= Problem =
Reproduce word for word the part of the jumping-spider text below that begins at the words "The spider’s cognitive" and stops after "slow internet connection.".

= Excerpted text =
--
Depth perception takes on a whole new meaning when you have eight eyes.
The spider in the picture belongs to the Salticidae family, which contains over 5000 described species. The Salticidae’s ability to jump is not unique among spiders, but they are set apart from other families by their capability to make precise, vision-guided leaps towards their prey.
The spider’s cognitive capacity has puzzled scientists for many years. Imagine sitting on top of the London Eye, you see someone standing on the other side of the Thames. Without any help or reference to a map you have to go and find that same person. Salticid spiders manage such feats regularly. The spiders’ pinhead-sized brains severely restrict the ability to retain large amounts of information, making this feat even more remarkable. The spider may sit for half an hour watching its prey; it systematically scans small areas of the environment building up a larger image. This process often takes over an hour due to the limited processing power of its brain; almost like downloading a very large file on a slow internet connection.
--
= Input data =
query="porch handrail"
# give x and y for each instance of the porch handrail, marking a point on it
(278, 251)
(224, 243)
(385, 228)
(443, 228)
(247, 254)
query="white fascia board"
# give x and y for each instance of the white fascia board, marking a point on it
--
= Reply to the task =
The spider’s cognitive capacity has puzzled scientists for many years. Imagine sitting on top of the London Eye, you see someone standing on the other side of the Thames. Without any help or reference to a map you have to go and find that same person. Salticid spiders manage such feats regularly. The spiders’ pinhead-sized brains severely restrict the ability to retain large amounts of information, making this feat even more remarkable. The spider may sit for half an hour watching its prey; it systematically scans small areas of the environment building up a larger image. This process often takes over an hour due to the limited processing power of its brain; almost like downloading a very large file on a slow internet connection.